■ **Required task**: Reproduce the following material word for word, leaving the pictures out of your copy.

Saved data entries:
────────

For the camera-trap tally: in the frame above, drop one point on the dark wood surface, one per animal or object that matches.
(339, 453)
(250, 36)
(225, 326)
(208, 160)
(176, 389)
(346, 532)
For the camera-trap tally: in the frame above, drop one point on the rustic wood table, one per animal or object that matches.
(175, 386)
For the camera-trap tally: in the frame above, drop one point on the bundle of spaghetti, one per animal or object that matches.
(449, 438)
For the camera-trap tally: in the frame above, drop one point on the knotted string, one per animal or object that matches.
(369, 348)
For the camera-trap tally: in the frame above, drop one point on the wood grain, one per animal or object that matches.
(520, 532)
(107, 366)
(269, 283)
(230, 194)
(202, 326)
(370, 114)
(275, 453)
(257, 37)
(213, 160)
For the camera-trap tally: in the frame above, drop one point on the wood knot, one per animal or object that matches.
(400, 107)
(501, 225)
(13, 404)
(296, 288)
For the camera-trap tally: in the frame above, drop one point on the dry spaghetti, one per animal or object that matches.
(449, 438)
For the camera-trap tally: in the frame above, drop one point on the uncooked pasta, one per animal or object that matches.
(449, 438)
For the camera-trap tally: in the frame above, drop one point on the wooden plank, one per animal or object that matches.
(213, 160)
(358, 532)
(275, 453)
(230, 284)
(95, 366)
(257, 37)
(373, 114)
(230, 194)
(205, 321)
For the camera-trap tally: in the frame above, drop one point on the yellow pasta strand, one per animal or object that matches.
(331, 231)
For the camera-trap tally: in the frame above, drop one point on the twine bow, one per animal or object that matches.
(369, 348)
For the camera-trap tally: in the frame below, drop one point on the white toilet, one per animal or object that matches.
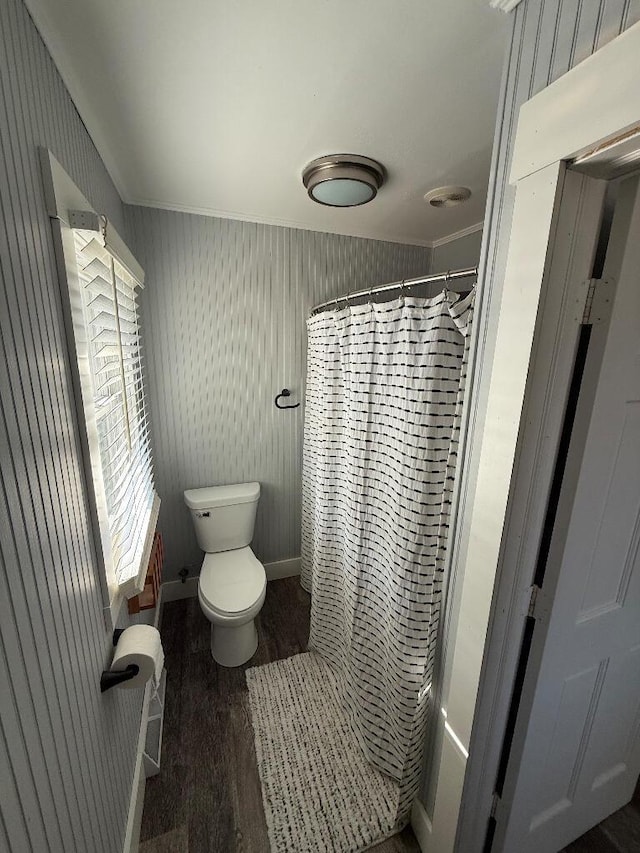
(232, 583)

────────

■ **Output of the exercise**:
For the camera-trap tally: in the frame above, drop one point on the dark wood surface, one per animal or object that matches.
(339, 453)
(250, 36)
(225, 326)
(208, 160)
(176, 389)
(346, 532)
For the camera-trap tally: in the frame above, drop one point on the rustic wood table, one per animal or object that matches.
(175, 386)
For the camera-trap tally: in the frame above, drop one point on the bundle of spaghetti, one per animal or object that matches.
(449, 438)
For the camera-trap tally: in the frame above, drop one point on the knotted string, one per animal or object that matches.
(369, 348)
For the camera-trap tally: in the frame above, drop one point on the wood grain, one per animal or object that matches.
(520, 532)
(107, 366)
(269, 283)
(230, 194)
(202, 326)
(370, 114)
(275, 453)
(257, 37)
(213, 160)
For the camera-trap tally: in the frame above, drop one point on the wood knot, one per animal or object that matches.
(400, 107)
(501, 225)
(13, 404)
(296, 288)
For the camera-trap tally: in the frame above, drop one point on the dry spaghetti, one per animal or object that matches.
(449, 438)
For the camera-trap tally: in the frame above, drop one point on the uncooked pasta, one per animal or object that matches.
(449, 438)
For the camera-trap tally: in the frame above, drop one point on the wooden plank, one per animal or object that matches.
(213, 160)
(358, 532)
(275, 453)
(230, 284)
(95, 366)
(257, 37)
(373, 114)
(230, 194)
(205, 321)
For the camera-trap tally: in the frame above, drop one point on the yellow pasta strand, one per animal or object that matches.
(331, 231)
For the camera-trap tally: in the frame above, drop one point on the twine bow, one per animal or object that matches.
(369, 348)
For the camera-trap tally: in the frame below, drop one point on the white toilet, one per animal or object that matches.
(232, 583)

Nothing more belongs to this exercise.